» Given problem
Count the lines in the data below that contain the string "road", and reply with the number alone.

[A run of data]
■ ■ ■ ■ ■
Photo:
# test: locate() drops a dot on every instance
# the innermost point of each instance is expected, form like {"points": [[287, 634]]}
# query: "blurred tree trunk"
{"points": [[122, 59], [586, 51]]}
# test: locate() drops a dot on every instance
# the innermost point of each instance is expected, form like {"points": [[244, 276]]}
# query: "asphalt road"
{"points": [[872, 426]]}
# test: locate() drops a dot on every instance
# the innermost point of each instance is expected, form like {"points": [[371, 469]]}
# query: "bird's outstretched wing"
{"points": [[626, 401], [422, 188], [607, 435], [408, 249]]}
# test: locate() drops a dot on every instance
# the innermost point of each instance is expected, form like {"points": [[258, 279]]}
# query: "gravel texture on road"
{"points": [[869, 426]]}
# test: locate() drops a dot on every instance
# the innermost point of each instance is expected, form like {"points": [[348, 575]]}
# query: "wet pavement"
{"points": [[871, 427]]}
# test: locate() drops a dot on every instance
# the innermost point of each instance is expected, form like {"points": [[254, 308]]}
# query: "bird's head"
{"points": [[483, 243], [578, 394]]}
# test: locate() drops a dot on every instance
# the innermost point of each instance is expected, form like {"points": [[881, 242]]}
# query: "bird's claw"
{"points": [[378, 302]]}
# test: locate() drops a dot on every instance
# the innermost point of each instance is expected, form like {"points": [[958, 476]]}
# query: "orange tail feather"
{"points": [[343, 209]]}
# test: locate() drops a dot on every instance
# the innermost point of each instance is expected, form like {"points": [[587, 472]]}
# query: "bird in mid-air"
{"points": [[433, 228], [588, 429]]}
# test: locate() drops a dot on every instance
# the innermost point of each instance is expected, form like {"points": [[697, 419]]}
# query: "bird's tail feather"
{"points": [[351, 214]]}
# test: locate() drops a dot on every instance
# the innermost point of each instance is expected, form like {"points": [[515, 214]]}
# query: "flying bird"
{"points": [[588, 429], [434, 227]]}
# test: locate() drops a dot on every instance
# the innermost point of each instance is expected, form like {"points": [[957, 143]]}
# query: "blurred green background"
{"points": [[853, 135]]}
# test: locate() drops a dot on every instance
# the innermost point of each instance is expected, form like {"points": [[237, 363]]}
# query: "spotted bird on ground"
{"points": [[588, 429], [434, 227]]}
■ ■ ■ ■ ■
» Response to the task
2